◆ **Excerpted text**
--------------------------------------------------
# coverage of uk`s strongest man



## MRSTRONG (Apr 18, 2009)

UK's Strongest Man 2011 and the Masters World Strongest Man 2011 will air as follows&#8230;

SKY 125 CHALLENGE TV

21/11/11 - 22:00 - Ep 1

28/11/11 - 22:00 - Ep 2

5/12/11 - 22:00 - Ep 3

12/12/11 - 22:00 - Ep 4

19/12/11 - 22:00 - Ep 5

The Masters World Strongest Man

19/12/11 - 23:00

Repeated...

27/11/11 to 18/12/11 - 10:00 - Ep 1 - Ep 4

25/12/11 - 08:30 - Ep 5

Master World Strongest Man 2011

25/12/11 - 09:30

International TV coverage going around the whole is also planned so look out strength fans. I am sure Challenge will indeed repeat it again in the new year.


----------



## Rick89 (Feb 27, 2009)

Gutted as I havent payed me sky yet theyve cut them channels off lol

was looking forward to seeing few of the lads on there


----------



## MRSTRONG (Apr 18, 2009)

Rick89 said:


> Gutted as I havent payed me sky yet theyve cut them channels off lol
> 
> was looking forward to seeing few of the lads on there


its ok m8 its on free view to ill find out channel in 2 mins .


----------



## Rick89 (Feb 27, 2009)

nice one mate, great stuff


----------



## MRSTRONG (Apr 18, 2009)

cant find it now m8 but defo on freeview glenn ross is producing it ...http://www.facebook.com/pages/Ultimate-Strongest-Man/115696025147288

also add glenn .


----------



## usernameneeded (Sep 24, 2009)

nice one mate looking forward to this

thanks for the times


----------



## MRSTRONG (Apr 18, 2009)
--------------------------------------------------
◆ **Required task 1**
From the thread on UK's Strongest Man coverage, extract the passage starting at "International TV coverage" and ending at "the new year.".
◆ **Required task 2**
List the first-run air dates the thread on UK's Strongest Man coverage gives for episodes 1 through 5 of UK's Strongest Man 2011. Leave out the repeat dates.
◆ **Required task 3**
Answer these from the thread on UK's Strongest Man coverage:
(a) At what time does The Masters World Strongest Man first air on 19/12/11?
(b) Whom does MRSTRONG name as producing the coverage?
(c) What free service does MRSTRONG say the coverage is also on?

(Dataset items)
--------------------------------------------------
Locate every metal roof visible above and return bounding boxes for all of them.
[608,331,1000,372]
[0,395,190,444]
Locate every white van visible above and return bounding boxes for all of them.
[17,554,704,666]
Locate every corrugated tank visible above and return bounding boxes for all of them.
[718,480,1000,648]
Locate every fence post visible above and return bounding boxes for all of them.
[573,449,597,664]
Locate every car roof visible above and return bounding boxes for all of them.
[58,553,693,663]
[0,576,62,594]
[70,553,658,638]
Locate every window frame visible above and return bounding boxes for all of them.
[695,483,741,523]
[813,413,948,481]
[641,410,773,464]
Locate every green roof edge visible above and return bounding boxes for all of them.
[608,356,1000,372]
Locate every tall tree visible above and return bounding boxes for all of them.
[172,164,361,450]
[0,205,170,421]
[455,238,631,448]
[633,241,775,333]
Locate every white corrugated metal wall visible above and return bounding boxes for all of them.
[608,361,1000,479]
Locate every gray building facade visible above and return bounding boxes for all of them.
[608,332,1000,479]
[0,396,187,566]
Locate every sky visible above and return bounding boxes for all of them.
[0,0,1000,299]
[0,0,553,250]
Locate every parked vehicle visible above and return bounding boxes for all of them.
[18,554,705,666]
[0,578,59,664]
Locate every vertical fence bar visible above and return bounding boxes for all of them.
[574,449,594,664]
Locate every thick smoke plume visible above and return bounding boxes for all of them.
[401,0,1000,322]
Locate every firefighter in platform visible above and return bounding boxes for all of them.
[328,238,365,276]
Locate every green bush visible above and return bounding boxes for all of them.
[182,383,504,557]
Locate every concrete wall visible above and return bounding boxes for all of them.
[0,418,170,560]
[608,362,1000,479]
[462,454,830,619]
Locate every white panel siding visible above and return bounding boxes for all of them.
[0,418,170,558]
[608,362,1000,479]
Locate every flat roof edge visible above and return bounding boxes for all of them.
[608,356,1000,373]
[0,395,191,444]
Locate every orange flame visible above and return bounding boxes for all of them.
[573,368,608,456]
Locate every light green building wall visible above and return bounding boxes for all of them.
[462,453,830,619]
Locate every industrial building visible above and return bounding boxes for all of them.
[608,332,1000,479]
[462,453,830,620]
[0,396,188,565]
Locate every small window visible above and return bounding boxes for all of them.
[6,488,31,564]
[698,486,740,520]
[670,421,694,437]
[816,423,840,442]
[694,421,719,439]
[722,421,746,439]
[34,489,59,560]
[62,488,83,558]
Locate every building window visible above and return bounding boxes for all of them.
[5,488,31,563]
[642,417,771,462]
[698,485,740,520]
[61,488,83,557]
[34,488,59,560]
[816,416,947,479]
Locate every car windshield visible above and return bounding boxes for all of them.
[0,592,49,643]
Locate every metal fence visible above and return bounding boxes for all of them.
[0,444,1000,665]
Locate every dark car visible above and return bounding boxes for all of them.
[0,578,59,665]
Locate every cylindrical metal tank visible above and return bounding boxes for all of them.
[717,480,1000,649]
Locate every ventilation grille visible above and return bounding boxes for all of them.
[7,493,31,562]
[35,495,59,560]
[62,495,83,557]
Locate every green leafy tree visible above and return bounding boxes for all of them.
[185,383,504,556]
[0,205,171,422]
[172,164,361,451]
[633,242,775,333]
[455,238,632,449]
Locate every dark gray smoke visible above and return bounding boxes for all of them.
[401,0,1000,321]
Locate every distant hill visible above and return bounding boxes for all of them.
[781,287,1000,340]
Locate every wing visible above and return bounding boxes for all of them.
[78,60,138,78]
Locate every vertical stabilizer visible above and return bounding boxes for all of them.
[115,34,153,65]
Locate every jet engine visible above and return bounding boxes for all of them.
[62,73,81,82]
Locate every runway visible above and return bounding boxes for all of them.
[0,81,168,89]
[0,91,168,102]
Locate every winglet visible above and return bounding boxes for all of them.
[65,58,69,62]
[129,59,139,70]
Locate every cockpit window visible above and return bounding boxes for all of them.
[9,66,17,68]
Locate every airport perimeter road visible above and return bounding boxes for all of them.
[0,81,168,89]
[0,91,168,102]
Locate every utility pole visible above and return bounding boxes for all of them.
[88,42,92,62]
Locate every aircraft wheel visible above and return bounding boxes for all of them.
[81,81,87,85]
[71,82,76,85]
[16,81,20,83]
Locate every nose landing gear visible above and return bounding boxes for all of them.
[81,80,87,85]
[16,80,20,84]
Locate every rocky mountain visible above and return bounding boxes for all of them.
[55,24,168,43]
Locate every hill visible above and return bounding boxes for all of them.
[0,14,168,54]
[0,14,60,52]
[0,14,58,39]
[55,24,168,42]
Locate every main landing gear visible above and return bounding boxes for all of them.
--------------------------------------------------
◆ **Task answer 1**
International TV coverage going around the whole is also planned so look out strength fans. I am sure Challenge will indeed repeat it again in the new year.

◆ **Task answer 2**
21/11/11
28/11/11
5/12/11
12/12/11
19/12/11

◆ **Task answer 3**
(a) 23:00
(b) Glenn Ross
(c) Freeview